(Records from a data collection)
•••

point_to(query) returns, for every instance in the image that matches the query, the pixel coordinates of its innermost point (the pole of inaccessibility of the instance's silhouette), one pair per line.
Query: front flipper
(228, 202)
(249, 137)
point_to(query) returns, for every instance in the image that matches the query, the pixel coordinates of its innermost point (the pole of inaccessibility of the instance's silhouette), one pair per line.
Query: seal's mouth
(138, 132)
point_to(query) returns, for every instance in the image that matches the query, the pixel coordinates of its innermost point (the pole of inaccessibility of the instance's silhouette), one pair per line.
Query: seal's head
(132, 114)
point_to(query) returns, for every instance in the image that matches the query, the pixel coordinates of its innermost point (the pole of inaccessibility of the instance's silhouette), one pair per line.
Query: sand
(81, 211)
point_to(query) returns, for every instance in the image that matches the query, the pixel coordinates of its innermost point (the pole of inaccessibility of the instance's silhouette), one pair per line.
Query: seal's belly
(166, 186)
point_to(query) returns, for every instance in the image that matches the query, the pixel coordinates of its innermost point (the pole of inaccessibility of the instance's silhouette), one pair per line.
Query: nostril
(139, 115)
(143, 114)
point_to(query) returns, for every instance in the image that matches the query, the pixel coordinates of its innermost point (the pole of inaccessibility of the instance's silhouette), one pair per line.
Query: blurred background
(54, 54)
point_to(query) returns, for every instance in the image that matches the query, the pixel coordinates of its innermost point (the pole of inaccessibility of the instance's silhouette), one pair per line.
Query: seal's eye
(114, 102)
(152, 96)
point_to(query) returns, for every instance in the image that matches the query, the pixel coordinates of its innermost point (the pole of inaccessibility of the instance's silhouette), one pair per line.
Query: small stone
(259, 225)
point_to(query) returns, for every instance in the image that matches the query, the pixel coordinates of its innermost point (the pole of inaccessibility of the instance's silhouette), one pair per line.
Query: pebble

•••

### Requirement
Only an exact retyping of the full data will do.

### Exercise answer
point_to(query) returns, for every instance in the image that matches the query, the pixel coordinates of its innermost point (the pole of inaccessibility of the instance's silhouette), one pair per line.
Query: front flipper
(228, 202)
(249, 137)
point_to(query) returns, for every instance in the image that matches the query, the pixel coordinates of its innermost point (the pole of inaccessibility of the instance's silhouette), one pair per line.
Query: seal's mouth
(138, 132)
point_to(query) returns, for every instance in the image that matches the query, the pixel coordinates of its innermost point (the pole of inaccessibility of the instance's silhouette), one pair per line.
Query: seal's head
(132, 114)
point_to(query) returns, for every instance in the image that matches the query, the pixel coordinates of its innermost point (the pole of inaccessibility of the instance's silhouette), one pair per line.
Query: sand
(81, 211)
point_to(query) returns, for every instance in the image that matches the query, the pixel coordinates of its innermost point (the pole of inaccessibility of the instance's silhouette), one pair per line.
Query: seal's belly
(166, 186)
point_to(query) returns, for every instance in the image that matches the query, the pixel coordinates of its innermost point (the pole of inaccessibility of the instance's silhouette), one pair per line.
Query: nostril
(139, 115)
(143, 114)
point_to(query) returns, for every instance in the image that matches the query, the pixel coordinates of its innermost point (the pole of inaccessibility of the instance's silhouette), one pair per line.
Query: blurred background
(54, 54)
point_to(query) returns, for every instance in the image that matches the query, the pixel coordinates of its innermost point (the pole of inaccessibility of the instance's silhouette), one pair per line.
Query: seal's eye
(114, 102)
(152, 96)
point_to(query) returns, for every instance in the image that matches the query, the pixel coordinates of its innermost point (the pole of inaccessibility of the instance's silhouette), one pair per line.
Query: small stone
(259, 225)
point_to(query) returns, for every instance in the image that matches the query, the pixel coordinates of its innermost point (the pole of inaccessibility of the instance's silhouette), one pair per line.
Query: pebble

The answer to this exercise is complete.